Records supplied |
+ + + +
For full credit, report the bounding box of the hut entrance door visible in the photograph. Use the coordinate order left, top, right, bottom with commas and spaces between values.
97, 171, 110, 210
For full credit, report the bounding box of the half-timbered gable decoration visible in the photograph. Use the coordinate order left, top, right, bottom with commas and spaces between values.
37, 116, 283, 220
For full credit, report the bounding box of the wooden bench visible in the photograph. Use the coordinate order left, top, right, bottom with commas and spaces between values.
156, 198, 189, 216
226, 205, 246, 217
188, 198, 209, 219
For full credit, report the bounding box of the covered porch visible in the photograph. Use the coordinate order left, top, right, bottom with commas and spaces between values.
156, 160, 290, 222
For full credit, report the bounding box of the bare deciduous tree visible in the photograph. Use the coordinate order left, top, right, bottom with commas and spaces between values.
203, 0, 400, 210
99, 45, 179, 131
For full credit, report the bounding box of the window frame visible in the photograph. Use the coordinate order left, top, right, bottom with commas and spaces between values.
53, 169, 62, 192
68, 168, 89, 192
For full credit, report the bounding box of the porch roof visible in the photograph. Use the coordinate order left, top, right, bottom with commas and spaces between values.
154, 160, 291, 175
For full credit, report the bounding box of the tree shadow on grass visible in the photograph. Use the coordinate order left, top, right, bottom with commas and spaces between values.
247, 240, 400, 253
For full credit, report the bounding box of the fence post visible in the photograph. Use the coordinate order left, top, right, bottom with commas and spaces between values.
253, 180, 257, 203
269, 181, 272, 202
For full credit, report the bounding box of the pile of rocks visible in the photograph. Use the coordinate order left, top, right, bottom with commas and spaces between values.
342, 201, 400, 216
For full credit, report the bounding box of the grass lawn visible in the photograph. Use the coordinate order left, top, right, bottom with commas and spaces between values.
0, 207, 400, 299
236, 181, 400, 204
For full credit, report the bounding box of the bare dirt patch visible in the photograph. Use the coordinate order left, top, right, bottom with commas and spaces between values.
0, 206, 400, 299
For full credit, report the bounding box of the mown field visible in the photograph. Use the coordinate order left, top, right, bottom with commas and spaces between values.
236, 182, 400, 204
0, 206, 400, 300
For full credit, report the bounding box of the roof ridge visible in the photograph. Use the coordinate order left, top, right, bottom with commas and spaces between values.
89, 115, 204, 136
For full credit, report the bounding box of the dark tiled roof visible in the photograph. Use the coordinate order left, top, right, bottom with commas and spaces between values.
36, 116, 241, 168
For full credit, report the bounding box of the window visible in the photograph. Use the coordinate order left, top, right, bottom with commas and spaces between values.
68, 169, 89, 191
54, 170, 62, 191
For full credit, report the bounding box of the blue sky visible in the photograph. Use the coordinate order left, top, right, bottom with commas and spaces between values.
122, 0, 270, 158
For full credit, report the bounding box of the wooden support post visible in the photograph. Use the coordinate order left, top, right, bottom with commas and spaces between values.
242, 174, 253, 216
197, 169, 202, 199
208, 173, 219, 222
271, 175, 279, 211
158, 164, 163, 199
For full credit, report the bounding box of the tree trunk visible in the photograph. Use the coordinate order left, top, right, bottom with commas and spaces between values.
+ + + +
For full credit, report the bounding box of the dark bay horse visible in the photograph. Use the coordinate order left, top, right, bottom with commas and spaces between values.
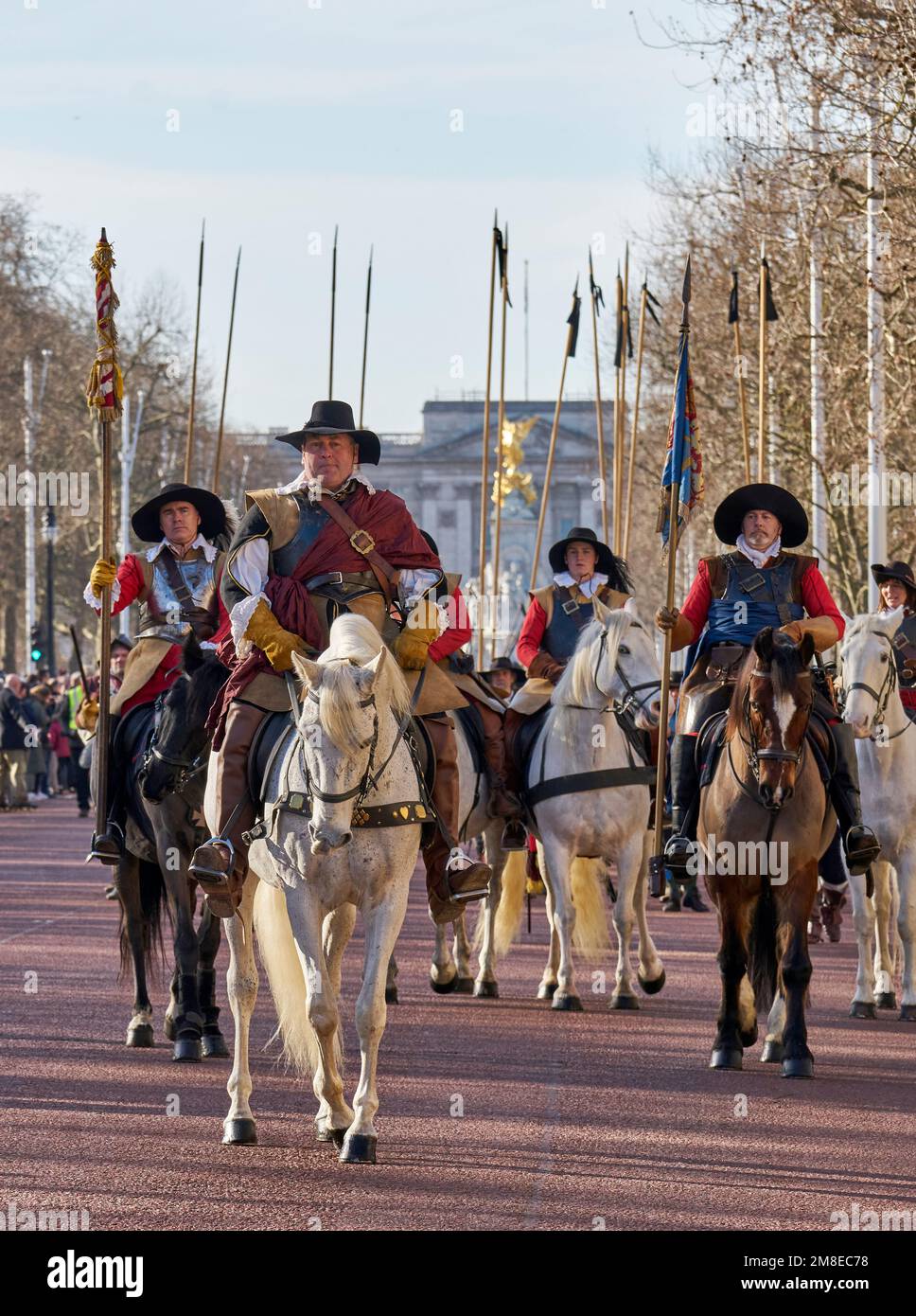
+ + + +
What is needed | Please output everything in the entries above, from the line containing "For full credit, report the bounding box of the hut" down to the line containing "97, 171, 110, 210", as a JSON list of strings with one string per line and blank lines omitted.

Output of the exercise |
[
  "For full credit, report the bounding box of the hut entrance door visible in the photograph. Use the coordinate order left, top, right, bottom with commas and spaces between values.",
  "97, 171, 110, 210"
]